Material for this exercise:
━━━━━━━━━━
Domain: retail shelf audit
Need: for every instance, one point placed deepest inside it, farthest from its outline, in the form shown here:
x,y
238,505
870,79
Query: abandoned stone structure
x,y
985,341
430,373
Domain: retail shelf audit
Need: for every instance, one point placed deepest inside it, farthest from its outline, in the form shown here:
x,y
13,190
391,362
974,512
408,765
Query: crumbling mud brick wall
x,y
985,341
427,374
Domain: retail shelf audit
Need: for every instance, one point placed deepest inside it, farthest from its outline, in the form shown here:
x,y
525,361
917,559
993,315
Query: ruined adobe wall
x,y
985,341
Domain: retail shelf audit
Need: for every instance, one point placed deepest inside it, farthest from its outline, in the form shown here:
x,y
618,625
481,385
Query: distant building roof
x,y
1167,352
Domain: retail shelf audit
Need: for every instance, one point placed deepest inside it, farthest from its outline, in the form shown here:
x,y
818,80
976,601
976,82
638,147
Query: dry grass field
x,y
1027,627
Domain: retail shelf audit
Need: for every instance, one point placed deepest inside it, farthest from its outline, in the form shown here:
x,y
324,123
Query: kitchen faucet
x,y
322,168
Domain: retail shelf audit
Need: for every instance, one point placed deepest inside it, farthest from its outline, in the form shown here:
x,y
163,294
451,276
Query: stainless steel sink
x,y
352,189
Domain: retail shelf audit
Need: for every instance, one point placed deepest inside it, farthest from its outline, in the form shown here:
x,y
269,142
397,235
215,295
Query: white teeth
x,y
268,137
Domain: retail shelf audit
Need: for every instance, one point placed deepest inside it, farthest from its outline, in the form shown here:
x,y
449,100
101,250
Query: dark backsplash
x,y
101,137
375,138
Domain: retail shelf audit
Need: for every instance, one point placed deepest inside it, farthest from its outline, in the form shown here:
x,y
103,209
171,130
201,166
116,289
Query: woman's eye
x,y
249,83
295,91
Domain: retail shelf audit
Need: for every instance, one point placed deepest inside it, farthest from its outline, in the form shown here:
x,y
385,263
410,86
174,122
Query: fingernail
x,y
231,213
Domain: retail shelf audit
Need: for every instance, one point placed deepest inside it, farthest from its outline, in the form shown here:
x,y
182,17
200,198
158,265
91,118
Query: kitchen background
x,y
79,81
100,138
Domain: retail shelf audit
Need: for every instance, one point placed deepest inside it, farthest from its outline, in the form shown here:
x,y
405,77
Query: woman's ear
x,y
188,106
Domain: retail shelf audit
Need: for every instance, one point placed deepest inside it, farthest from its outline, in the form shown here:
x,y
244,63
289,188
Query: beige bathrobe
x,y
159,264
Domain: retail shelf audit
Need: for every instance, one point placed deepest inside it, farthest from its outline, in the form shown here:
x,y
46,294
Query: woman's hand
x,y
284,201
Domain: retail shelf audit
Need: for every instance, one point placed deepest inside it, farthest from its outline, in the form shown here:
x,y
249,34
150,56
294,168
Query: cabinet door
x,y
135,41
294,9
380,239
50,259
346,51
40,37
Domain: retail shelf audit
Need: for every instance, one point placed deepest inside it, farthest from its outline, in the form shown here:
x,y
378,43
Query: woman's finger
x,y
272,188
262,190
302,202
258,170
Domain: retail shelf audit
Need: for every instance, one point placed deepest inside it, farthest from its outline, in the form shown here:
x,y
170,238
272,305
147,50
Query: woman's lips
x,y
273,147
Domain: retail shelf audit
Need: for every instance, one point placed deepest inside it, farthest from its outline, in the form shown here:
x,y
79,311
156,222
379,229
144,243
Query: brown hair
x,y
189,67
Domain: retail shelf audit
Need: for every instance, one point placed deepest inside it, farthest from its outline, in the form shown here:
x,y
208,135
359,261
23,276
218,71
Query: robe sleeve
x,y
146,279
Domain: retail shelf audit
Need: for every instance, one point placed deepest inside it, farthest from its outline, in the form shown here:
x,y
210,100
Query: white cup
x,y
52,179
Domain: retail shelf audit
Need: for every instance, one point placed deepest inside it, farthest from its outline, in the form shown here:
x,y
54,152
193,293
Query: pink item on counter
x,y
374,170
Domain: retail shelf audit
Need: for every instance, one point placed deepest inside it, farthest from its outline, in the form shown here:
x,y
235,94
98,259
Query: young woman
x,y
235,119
━━━━━━━━━━
Your task is to repeat every entry above exactly.

Domain: retail shelf audit
Need: for every instance, one point placed deepest inside it, farthest from its outline, in the form shown here:
x,y
238,505
870,79
Query: abandoned stone structure
x,y
985,341
430,373
Domain: retail shelf audit
Need: for every instance, one point placed deepest inside it, farthest from its outline, in the form shown here:
x,y
13,190
391,362
974,512
408,765
Query: crumbling mud brick wall
x,y
985,341
427,374
Domain: retail shelf audit
Need: for every instance, one point placed deepest inside it, farthest from its outline, in the form shown here:
x,y
525,361
917,559
993,315
Query: ruined adobe wall
x,y
985,341
Domain: retail shelf audit
Need: for every instance, one point placed deepest inside it, farthest from its outline, in the form shown here:
x,y
618,625
481,385
Query: distant building roof
x,y
1167,352
Domain: retail shelf audit
Need: for every instance, one point placed deepest inside it, farthest from its outline, in the form shown here:
x,y
818,80
976,601
976,82
638,147
Query: dry grass field
x,y
1027,627
Domain: retail shelf audit
Need: for every instance, one point placed deepest inside it, farthest from its outline, in the form shown here:
x,y
324,123
Query: kitchen faucet
x,y
322,168
Domain: retail shelf audit
Need: for every instance, one point placed deepest inside it, farthest from its outline, in the form shown here:
x,y
163,294
451,276
Query: stainless steel sink
x,y
352,189
Domain: retail shelf audit
Need: for every instance, one point placed deepest inside it, farthest from its outline, in the form shown here:
x,y
269,142
397,235
215,295
Query: white teeth
x,y
268,137
Domain: retail shelf audit
Need: for every instance, one point placed deepest inside it, farthest from its outline, in the form shown here:
x,y
449,100
101,250
Query: dark backsplash
x,y
101,137
375,138
Domain: retail shelf audit
Need: for every instance, one point placed deepest inside it, farthest from its outline, in the form shown here:
x,y
103,209
171,130
201,166
116,289
Query: woman's eye
x,y
249,83
295,91
Domain: retail shelf audit
Need: for every instance, one point placed deepest inside it, farthest from its outline, in the form shown here:
x,y
385,263
410,86
174,122
Query: fingernail
x,y
231,213
Domain: retail shelf audit
Need: for every instance, one point placed deepest inside it, farthest from its outline, in the form shown here:
x,y
182,17
200,198
158,265
91,118
Query: kitchen background
x,y
79,81
100,138
Domain: retail shelf audit
Need: for every instance, one point placed deepest inside it, farthest from its outline, in the form shown here:
x,y
405,77
Query: woman's ear
x,y
188,106
Domain: retail shelf audit
Need: for every instance, one point placed deepest inside it, farthest from its outline, in the form shown here:
x,y
244,63
289,188
Query: beige bathrobe
x,y
159,264
Domain: retail shelf audit
Need: for every instance, one point placed deepest inside it, farthest from its outline, in the form shown here:
x,y
46,294
Query: woman's hand
x,y
284,201
Domain: retail shelf audit
Need: for every instance, one point placed deepest inside it, farthest from its outline, in the form shown here:
x,y
249,34
150,56
294,168
Query: cabinet door
x,y
135,41
294,9
380,239
50,259
346,51
40,37
Domain: retail shelf audit
Need: for every instance, one point placed deepest inside it, farthest from its outline, in the form shown here:
x,y
378,43
Query: woman's finger
x,y
272,188
262,190
302,202
258,170
Domain: retail shelf audit
Need: for every instance, one point placed deepest inside it, farthest from its outline, in the form shown here:
x,y
170,238
272,305
147,50
Query: woman's lips
x,y
273,147
Domain: retail shelf audit
Need: for every instance, one point placed deepest inside it, farthest from its outline, in the form shown here:
x,y
79,311
156,222
379,229
144,243
Query: brown hair
x,y
189,67
Domain: retail shelf audit
Need: for every instance, one point placed deepest inside it, farthest from its outline, in the form shown here:
x,y
208,135
359,261
23,276
218,71
Query: robe sleeve
x,y
146,279
Domain: retail shelf audit
Need: for every instance, one point placed deepest inside it, farthest from its outline, in the form shown here:
x,y
210,100
Query: white cup
x,y
52,179
Domain: retail shelf audit
Need: for every instance, one point placed deepest inside it, farthest from its outline, in the form shown here:
x,y
54,152
193,293
Query: pink item on counter
x,y
374,170
Domain: retail shelf audit
Need: for every instance, one point placed deepest inside it, farthest from its outline, in the form shown here:
x,y
235,94
98,259
Query: young woman
x,y
235,119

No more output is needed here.